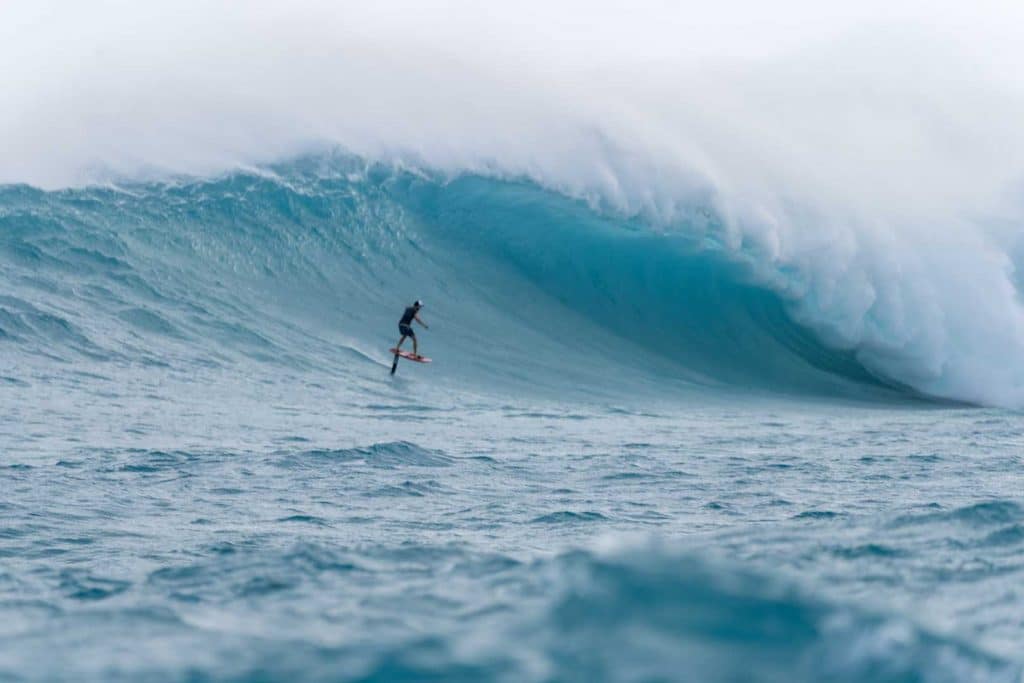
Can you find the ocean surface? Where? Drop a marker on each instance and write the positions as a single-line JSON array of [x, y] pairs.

***

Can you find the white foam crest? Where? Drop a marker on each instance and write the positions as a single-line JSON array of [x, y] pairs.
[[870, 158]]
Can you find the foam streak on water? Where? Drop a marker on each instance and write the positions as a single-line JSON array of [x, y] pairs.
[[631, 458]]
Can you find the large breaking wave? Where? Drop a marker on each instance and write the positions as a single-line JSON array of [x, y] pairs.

***

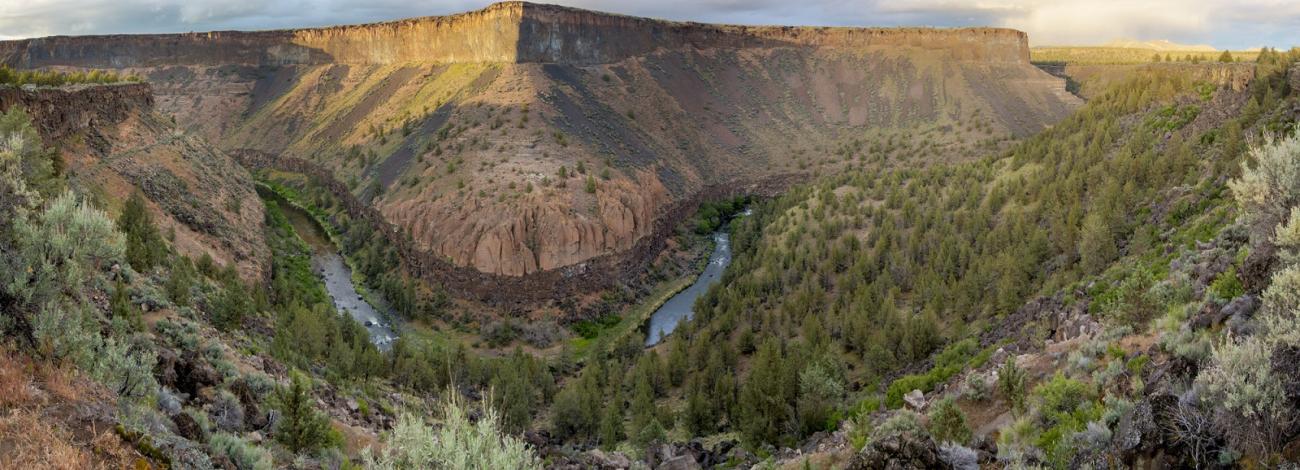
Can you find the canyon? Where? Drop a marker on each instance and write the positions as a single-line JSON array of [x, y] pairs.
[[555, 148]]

***

Exercise task:
Starting at the line containing "Can you find the foam" and ending at the line containing "[[631, 458]]", rewrite those lines in full, with every x and y coordinate in the answers offset by 110.

The result:
Can you find the foam streak on water? Where? Drop a marker on each instance and write the positions as a single-line JSON array of [x, y] pairs.
[[741, 568]]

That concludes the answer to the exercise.